What the task requires -> Reproduce word for word the stretch of the listing from the line containing "of the tall" through the end of the listing, both ends included, and nothing else.
* Start Dataset records *
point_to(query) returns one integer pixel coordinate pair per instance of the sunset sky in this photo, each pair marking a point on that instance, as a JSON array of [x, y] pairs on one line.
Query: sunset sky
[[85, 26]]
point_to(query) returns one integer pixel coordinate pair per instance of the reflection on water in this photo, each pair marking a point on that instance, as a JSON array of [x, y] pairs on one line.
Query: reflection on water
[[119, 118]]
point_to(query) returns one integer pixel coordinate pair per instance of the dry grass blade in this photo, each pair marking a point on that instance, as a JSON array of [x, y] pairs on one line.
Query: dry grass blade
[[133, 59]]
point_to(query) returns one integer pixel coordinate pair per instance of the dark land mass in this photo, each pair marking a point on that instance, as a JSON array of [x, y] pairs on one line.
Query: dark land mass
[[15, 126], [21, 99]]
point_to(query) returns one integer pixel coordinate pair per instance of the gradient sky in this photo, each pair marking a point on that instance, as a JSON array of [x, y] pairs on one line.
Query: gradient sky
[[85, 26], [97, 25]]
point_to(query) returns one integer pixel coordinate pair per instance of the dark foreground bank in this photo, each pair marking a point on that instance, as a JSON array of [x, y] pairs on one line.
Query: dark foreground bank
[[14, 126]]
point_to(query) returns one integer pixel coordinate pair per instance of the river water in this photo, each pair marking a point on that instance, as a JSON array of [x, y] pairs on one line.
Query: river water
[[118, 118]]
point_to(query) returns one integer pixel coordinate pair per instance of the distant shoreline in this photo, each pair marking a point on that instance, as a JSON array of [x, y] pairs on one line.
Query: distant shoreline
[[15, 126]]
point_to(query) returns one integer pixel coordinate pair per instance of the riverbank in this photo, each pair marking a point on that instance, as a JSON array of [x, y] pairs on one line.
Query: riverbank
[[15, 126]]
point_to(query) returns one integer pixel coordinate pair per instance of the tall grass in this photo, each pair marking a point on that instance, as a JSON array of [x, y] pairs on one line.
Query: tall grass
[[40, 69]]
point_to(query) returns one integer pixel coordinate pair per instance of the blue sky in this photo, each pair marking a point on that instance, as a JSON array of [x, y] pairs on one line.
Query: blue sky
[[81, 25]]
* End Dataset records *
Written response ->
point_to(query) returns one integer pixel coordinate pair per instance of the tall grass in this photo, each pair marking a point on that instance, as a JSON array of [x, y] pairs on one line.
Query: tall grass
[[40, 69]]
point_to(query) returns one integer pixel coordinate pair per instance of the blue sky in this photo, each pair marking a point on that instance, as a JSON array of [x, y] pairs on one line.
Query: blue sky
[[81, 25]]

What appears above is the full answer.